__Excerpted records__
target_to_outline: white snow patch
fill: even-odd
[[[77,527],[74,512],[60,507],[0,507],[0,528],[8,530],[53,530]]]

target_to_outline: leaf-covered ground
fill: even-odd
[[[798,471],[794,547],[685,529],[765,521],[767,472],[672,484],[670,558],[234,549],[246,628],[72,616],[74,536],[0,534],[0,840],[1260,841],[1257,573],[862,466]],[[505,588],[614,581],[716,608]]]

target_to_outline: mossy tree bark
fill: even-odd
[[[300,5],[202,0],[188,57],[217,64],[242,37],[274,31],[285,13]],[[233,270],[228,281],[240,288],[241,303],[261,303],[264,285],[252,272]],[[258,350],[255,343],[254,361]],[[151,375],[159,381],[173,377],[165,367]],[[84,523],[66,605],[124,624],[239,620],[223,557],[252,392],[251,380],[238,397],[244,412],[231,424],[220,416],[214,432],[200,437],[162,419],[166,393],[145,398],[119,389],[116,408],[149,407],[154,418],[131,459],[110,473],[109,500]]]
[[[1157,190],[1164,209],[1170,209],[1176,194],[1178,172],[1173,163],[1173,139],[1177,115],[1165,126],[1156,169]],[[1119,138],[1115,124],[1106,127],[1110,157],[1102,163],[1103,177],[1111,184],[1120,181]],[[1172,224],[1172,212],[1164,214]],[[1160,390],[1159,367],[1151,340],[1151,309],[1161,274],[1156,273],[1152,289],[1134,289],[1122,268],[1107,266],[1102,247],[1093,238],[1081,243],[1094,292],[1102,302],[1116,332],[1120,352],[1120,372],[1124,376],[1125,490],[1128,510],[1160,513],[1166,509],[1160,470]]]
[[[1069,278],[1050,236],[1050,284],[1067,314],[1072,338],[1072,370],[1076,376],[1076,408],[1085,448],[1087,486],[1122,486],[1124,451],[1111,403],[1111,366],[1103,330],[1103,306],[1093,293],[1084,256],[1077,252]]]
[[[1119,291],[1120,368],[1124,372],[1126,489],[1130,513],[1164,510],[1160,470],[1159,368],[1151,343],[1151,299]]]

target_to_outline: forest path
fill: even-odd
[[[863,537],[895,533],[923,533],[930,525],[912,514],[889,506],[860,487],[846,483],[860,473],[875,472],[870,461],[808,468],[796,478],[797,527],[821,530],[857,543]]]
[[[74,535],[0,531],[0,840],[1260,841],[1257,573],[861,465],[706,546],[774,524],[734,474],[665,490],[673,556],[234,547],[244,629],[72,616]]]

__Work to be completed__
Using the data above, restate word for word the lines from its opening line through the line that contains "target_to_outline: mossy tree bark", and no more.

__Answer area__
target_to_outline: white snow patch
fill: even-odd
[[[77,527],[74,512],[60,507],[0,507],[0,528],[8,530],[53,530]]]

target_to_outline: leaf-covered ground
fill: even-odd
[[[798,471],[794,547],[685,529],[765,521],[767,472],[672,484],[670,558],[234,549],[246,628],[72,616],[74,536],[0,534],[0,840],[1260,841],[1257,573],[862,466]],[[505,588],[614,581],[716,608]]]

target_to_outline: mossy tree bark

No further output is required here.